Source excerpt:
* * * * * * *
# [CPSC 222](https://github.com/GonzagaCPSC222) Intro to Data Science
[Gonzaga University](https://www.gonzaga.edu/)

[Gina Sprint](http://cs.gonzaga.edu/faculty/sprint/)

# Introduction to Tabular Data
What are our learning objectives for this lesson?
* Learn about terminology associated with tabular data
* Learn about the steps involved in data preprocessing
* Learn about different attribute types

Content used in this lesson is based upon information in the following sources:
* Dr. Shawn Bowers' Data Mining notes

## Warm-up Task(s)
* Review the 2D list practice problem solution on Github (it is in U2 repo in the FileFun folder)
    * Let me know if you have any questions
* Prepare to write some more notes on tabular data

## Today
* Attendance
    * No afternoon question today... we are going to take lots of notes and hopefully start Pandas!
* Announcements
    * IQ3 today on Python basics (through 1D lists and strings)
    * VQ4 is due on Sunday
    * DA2 is due on Monday
    * DA3 is posted (though we will need to cover more of Pandas on Monday)
* Today
    * Finish FileFun
    * Notes on tabular data
    * Start PandasFun

## Tabular Data
Our focus is “Tabular” Data ... aka Relational or Structured
* Data is organized into tables (rows and columns)

Age |Gender |Impressions |Clicks |SignedIn
-|-|-|-|-|
59 |1 |4 |0 |1
19 |0 |5 |0 |1
44 |1 |5 |0 |1
28 |1 |4 |0 |1
61 |1 |10 |1 |1
0 |0 |3 |1 |0

* Each row is an "instance"
    * aka "example", "record", or "object"
* Each column is an “attribute” (of the instance)
    * aka "variables" or "fields"
* A "dataset" is a (sample) set of instances
    * from the "universe of objects" (universe of instances)

This is a sample of (simulated) daily website click stream data (Example from "Doing Data Science", Schutt and O’Neil)
* Each row contains attribute values for one user
* User’s age, gender (0=female, 1=male), ads shown, ads clicked, and if
logged in (0=no, 1=yes)
* * * * * * *
(Point annotation dataset rows)

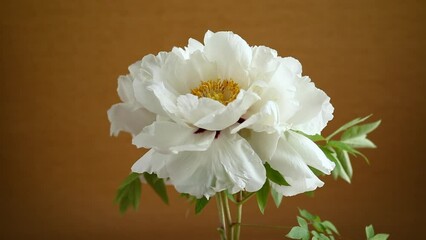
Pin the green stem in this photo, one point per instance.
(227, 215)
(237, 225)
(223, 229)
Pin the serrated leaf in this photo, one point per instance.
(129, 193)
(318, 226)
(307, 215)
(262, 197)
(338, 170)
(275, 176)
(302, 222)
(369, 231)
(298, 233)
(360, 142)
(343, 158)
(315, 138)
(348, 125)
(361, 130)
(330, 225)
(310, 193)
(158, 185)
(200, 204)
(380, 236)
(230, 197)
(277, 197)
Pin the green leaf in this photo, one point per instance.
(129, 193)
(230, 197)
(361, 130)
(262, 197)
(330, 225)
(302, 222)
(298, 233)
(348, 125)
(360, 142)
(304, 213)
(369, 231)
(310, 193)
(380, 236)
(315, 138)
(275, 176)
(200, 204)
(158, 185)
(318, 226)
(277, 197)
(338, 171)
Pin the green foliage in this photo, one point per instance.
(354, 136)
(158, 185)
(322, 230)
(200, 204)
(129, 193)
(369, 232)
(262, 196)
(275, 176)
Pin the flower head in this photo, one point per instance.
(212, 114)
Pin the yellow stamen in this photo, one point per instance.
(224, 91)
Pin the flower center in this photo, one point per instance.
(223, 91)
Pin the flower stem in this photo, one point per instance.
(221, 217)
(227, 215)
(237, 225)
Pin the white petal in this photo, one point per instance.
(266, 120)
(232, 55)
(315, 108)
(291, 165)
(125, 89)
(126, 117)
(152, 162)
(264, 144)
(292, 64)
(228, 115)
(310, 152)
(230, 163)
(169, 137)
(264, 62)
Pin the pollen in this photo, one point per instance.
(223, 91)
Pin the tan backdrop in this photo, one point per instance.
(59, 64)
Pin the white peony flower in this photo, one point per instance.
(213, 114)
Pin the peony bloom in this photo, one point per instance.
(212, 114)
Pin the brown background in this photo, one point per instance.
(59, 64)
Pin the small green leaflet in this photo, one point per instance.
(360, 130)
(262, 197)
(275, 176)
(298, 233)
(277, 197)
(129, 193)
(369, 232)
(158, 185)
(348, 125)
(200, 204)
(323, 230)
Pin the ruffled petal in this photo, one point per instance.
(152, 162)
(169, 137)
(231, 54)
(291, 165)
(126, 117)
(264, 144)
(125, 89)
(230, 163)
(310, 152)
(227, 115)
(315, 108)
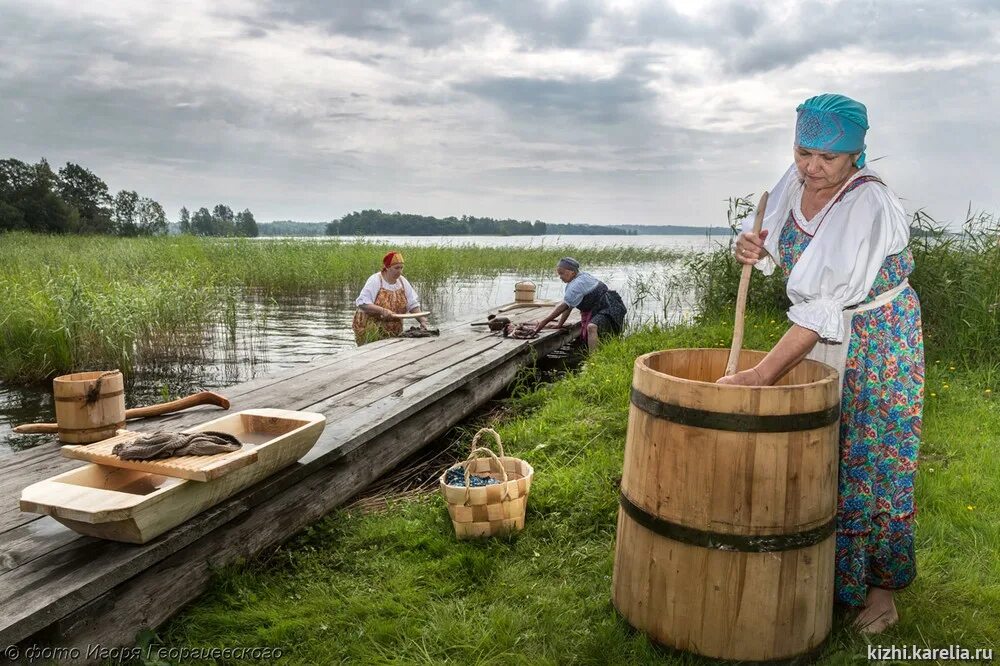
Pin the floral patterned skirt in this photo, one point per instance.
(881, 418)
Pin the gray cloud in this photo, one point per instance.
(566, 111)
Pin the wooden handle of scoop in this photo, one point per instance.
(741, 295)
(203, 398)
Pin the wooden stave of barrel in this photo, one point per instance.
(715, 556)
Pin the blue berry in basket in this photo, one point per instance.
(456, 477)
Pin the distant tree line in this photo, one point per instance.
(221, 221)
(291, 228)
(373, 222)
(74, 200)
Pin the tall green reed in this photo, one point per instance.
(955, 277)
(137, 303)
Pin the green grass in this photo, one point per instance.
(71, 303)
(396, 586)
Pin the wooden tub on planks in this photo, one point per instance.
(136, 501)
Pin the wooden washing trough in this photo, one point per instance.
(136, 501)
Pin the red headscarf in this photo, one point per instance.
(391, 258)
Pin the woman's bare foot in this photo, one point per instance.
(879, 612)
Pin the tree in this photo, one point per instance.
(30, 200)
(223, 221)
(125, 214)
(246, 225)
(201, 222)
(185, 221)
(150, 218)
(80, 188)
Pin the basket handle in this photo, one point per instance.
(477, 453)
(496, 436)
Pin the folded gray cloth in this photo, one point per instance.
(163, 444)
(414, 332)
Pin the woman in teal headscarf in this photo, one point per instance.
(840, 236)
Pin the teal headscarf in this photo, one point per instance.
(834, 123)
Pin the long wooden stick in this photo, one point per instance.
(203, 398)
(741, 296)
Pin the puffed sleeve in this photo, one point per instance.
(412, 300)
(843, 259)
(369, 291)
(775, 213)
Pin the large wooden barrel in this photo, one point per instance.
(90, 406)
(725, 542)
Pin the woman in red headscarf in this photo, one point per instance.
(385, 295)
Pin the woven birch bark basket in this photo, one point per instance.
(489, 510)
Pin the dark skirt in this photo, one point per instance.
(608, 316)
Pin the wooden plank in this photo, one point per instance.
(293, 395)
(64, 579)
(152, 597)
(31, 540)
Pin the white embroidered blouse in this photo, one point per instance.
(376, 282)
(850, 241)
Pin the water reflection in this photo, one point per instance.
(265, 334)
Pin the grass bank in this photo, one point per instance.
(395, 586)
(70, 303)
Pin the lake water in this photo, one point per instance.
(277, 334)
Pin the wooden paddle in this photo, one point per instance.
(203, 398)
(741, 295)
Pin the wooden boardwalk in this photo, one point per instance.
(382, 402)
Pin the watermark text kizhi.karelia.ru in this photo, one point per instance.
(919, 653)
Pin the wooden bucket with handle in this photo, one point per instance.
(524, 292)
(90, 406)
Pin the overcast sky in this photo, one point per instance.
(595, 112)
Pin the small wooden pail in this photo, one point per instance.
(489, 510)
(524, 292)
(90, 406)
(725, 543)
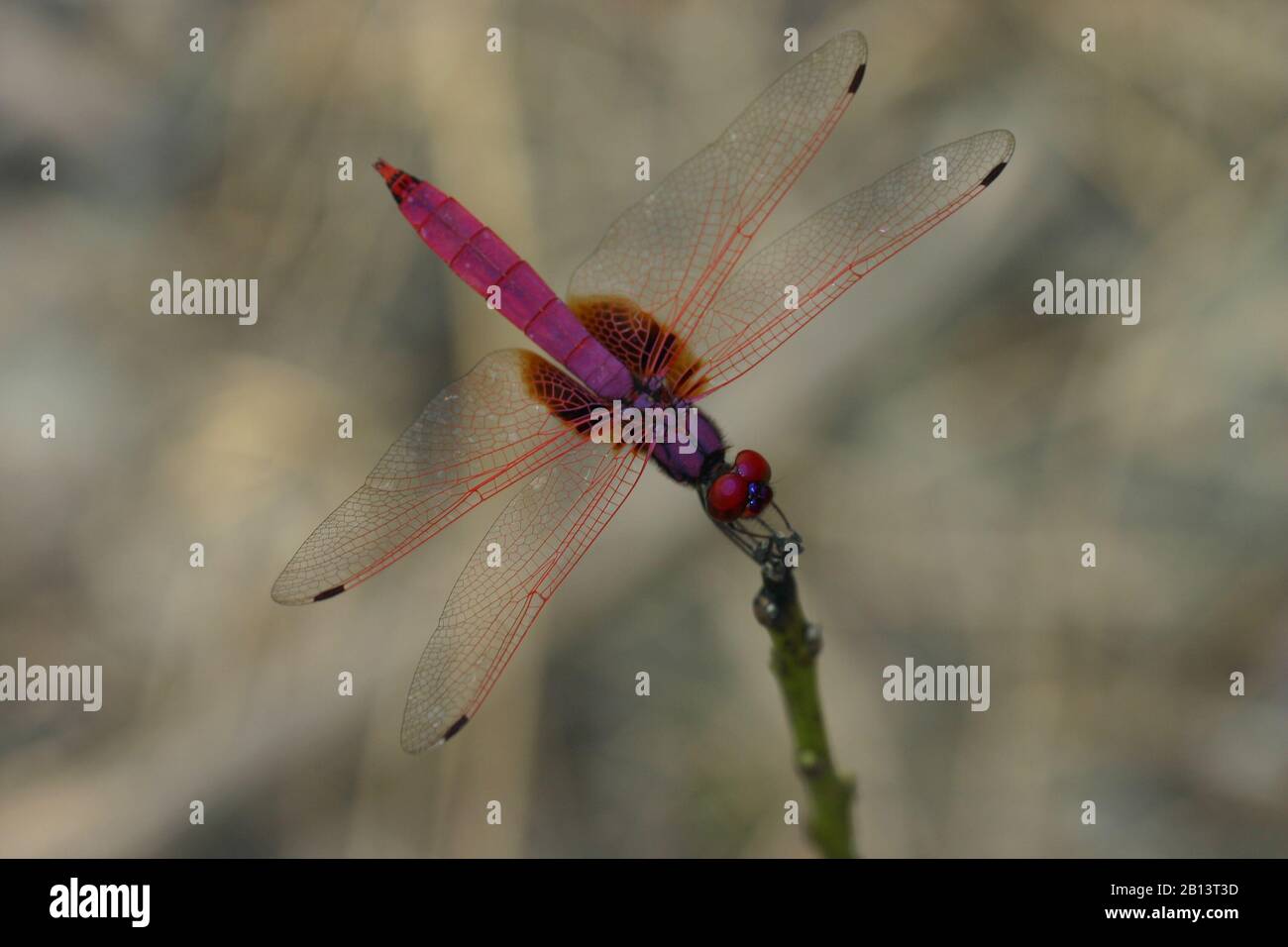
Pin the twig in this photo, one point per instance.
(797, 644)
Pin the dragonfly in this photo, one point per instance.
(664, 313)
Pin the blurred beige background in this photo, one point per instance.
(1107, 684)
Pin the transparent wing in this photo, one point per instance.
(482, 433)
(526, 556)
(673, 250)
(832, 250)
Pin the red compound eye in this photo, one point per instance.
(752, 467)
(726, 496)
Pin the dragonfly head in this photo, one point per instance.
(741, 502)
* * * * * * *
Parts of the exercise:
1 > Copy everything in the tabular data lesson from "# [CPSC 222](https://github.com/GonzagaCPSC222)" down to "for this lesson?", putting "lesson goals" wherever "learning objectives" appears.
2 > In the tabular data lesson's click stream sample, what does a gender value of 1 stand for?

Full answers:
1 >
# [CPSC 222](https://github.com/GonzagaCPSC222) Intro to Data Science
[Gonzaga University](https://www.gonzaga.edu/)

[Gina Sprint](http://cs.gonzaga.edu/faculty/sprint/)

# Introduction to Tabular Data
What are our lesson goals for this lesson?

2 > Male.